_AIM OF THE EXERCISE:_
Every line with "flat" in it must be copied from the data.

_RECORDS SHOWN:_
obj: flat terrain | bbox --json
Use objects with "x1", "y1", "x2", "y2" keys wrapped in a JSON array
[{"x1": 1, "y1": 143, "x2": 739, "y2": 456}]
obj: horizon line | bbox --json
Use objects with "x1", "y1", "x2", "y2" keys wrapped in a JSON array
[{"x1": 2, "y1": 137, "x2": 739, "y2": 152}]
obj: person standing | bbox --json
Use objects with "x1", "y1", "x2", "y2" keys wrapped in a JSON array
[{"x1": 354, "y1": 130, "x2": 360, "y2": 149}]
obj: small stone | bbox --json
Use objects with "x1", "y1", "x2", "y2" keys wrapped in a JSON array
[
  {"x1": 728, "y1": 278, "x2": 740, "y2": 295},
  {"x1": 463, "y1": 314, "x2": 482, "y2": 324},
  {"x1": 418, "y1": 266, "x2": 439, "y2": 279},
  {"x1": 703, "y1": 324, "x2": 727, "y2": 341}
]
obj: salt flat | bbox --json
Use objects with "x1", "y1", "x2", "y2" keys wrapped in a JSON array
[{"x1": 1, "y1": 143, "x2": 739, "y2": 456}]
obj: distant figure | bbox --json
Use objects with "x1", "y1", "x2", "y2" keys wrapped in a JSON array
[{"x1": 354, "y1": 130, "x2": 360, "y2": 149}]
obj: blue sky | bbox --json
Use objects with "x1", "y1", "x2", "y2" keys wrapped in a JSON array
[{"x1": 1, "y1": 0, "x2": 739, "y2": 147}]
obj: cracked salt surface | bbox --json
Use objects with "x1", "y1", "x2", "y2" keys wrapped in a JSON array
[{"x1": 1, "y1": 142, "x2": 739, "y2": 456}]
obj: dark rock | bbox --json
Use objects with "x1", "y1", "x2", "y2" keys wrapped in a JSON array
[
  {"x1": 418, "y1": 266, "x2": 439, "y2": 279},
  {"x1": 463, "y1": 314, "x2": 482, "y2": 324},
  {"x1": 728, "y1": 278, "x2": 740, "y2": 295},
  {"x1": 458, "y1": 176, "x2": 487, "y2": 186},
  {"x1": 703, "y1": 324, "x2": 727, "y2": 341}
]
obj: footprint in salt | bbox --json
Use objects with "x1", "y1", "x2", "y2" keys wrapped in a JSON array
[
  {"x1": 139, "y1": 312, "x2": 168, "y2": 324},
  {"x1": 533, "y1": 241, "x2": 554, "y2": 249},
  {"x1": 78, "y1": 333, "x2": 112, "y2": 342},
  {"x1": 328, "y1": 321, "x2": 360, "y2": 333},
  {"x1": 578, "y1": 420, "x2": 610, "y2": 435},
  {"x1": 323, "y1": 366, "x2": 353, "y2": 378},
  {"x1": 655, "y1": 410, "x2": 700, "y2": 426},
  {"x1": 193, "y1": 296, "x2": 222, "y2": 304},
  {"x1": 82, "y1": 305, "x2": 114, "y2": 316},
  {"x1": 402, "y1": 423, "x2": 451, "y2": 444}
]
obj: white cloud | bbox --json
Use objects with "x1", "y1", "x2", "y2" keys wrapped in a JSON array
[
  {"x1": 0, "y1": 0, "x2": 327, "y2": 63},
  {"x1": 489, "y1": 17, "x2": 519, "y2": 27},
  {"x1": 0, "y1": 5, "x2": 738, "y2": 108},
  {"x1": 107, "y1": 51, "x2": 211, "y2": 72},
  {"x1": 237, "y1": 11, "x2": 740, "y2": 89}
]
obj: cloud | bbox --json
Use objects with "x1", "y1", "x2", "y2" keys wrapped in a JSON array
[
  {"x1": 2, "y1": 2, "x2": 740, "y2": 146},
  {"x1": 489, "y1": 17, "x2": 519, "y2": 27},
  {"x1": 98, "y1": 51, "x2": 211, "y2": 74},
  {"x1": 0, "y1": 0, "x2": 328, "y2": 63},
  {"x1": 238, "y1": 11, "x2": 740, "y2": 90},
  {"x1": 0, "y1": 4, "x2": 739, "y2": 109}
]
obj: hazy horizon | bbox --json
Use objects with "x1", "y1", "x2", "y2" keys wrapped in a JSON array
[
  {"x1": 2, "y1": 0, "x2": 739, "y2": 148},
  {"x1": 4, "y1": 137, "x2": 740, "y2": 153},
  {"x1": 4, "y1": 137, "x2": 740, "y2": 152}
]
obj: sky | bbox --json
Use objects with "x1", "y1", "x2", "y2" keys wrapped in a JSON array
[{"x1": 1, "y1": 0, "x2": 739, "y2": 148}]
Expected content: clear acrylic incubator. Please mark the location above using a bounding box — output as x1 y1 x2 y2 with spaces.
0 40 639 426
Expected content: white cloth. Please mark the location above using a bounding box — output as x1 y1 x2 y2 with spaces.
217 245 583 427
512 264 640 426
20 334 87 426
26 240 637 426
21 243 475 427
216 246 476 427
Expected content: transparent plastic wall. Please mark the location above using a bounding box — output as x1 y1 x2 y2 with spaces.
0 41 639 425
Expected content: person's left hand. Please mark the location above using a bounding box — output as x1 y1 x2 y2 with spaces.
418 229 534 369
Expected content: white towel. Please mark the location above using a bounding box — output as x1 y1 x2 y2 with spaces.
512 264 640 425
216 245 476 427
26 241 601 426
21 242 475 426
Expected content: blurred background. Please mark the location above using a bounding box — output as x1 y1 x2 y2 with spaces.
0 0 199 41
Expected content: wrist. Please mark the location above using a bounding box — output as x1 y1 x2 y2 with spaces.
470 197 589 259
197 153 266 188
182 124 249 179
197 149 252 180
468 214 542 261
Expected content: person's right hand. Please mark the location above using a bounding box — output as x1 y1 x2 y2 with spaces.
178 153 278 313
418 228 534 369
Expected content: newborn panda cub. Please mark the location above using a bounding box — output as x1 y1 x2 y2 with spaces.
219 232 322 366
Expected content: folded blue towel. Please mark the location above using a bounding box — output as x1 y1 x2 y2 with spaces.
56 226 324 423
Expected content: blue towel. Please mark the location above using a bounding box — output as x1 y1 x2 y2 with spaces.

_RESULT BELOW:_
obj: flat terrain | bbox --json
obj: salt flat | bbox --json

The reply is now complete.